What you are asked to do: Reproduce without change the lines in the material below that run from the one with "Exercise. Point to the green grass in" to the end, and nothing more.

Records for the task:

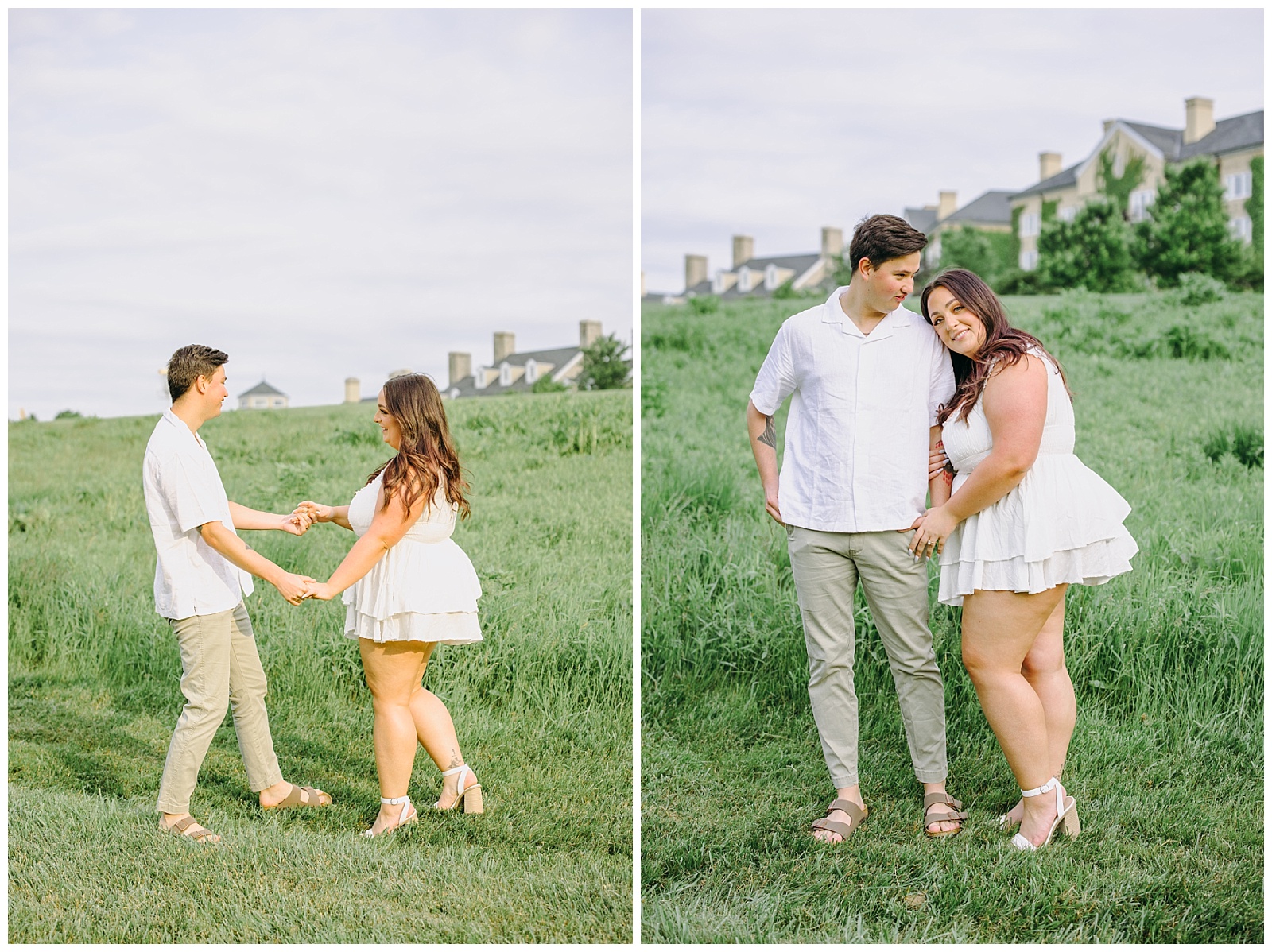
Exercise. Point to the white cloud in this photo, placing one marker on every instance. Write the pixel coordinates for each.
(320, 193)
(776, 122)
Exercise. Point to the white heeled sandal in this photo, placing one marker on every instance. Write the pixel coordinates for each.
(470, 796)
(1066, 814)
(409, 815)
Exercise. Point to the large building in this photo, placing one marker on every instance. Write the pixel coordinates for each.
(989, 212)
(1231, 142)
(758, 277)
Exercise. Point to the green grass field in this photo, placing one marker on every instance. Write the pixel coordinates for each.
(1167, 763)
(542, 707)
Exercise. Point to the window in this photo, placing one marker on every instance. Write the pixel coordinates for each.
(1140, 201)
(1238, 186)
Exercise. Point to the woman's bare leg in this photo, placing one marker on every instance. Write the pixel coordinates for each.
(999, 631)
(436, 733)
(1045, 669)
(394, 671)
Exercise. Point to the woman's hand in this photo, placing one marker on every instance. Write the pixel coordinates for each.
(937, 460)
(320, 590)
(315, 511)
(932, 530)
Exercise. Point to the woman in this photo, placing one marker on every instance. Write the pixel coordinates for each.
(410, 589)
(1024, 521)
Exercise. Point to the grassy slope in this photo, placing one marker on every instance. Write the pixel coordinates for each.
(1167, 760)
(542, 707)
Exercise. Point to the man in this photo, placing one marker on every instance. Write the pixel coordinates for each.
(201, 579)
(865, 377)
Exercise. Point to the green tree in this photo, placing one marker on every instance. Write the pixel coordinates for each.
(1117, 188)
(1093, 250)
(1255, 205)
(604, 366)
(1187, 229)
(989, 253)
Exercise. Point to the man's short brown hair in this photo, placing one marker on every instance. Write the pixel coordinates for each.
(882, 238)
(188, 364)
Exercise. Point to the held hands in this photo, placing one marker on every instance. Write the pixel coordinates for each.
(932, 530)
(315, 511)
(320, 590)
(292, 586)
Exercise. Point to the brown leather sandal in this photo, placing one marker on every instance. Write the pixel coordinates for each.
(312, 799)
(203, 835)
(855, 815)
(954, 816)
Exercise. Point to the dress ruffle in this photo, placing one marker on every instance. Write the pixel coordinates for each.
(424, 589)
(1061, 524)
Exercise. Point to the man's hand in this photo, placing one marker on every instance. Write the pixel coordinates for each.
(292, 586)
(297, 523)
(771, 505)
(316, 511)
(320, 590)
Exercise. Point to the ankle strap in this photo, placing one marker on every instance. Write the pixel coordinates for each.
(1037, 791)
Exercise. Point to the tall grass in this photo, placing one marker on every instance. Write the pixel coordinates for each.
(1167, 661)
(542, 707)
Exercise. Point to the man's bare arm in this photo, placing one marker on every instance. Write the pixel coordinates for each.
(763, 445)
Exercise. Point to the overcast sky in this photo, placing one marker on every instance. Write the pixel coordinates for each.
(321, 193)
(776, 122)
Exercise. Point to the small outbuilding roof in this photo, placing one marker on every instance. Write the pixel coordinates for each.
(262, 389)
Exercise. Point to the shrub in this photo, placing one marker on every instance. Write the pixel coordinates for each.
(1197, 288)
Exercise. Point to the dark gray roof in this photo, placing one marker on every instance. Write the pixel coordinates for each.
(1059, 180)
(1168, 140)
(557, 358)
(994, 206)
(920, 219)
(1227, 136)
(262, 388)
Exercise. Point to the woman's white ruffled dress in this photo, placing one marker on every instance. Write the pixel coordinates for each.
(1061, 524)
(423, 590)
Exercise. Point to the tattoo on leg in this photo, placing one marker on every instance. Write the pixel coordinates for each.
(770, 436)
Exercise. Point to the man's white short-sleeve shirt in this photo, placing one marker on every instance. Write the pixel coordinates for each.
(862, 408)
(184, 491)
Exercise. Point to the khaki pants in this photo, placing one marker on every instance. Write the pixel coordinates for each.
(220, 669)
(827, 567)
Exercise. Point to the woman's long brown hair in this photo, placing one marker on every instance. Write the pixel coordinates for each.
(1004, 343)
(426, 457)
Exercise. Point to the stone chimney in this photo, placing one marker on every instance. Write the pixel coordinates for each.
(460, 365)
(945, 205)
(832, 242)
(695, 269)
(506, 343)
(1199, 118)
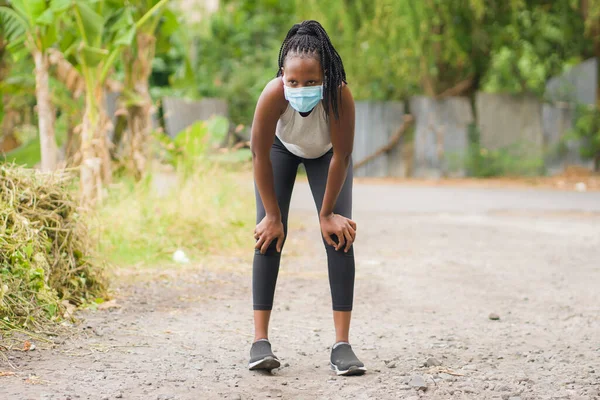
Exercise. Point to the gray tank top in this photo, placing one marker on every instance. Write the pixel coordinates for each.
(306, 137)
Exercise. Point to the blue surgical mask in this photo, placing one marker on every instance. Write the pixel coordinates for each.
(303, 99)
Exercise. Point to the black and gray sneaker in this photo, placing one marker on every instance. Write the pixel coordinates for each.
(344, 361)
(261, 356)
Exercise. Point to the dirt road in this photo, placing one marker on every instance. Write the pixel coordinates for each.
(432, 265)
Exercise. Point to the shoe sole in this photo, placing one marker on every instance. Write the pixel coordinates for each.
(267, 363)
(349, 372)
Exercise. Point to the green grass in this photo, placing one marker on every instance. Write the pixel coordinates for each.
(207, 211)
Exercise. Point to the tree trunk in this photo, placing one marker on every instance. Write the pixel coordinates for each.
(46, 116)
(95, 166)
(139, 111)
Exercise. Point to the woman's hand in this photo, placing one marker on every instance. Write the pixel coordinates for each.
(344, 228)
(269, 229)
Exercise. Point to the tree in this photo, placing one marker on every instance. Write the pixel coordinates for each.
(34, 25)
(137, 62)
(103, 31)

Output of the task:
Exercise. Point to the green grass in this photo, placing one marker on every instance. Write the pixel coordinates for each.
(207, 211)
Exercise. Point to the tree trunk in this photo, placing one marker on every instance. Write the pixel coordinates for each.
(46, 116)
(95, 166)
(139, 111)
Exercise. Point to the woman's hand in this photo, placing one marker on every instance. Write the pixel coordinates for each.
(344, 228)
(269, 229)
Exercise. Point to the tree in this photo, placing one marker on every instance. Write the pixel coordinates for each.
(34, 25)
(137, 62)
(103, 31)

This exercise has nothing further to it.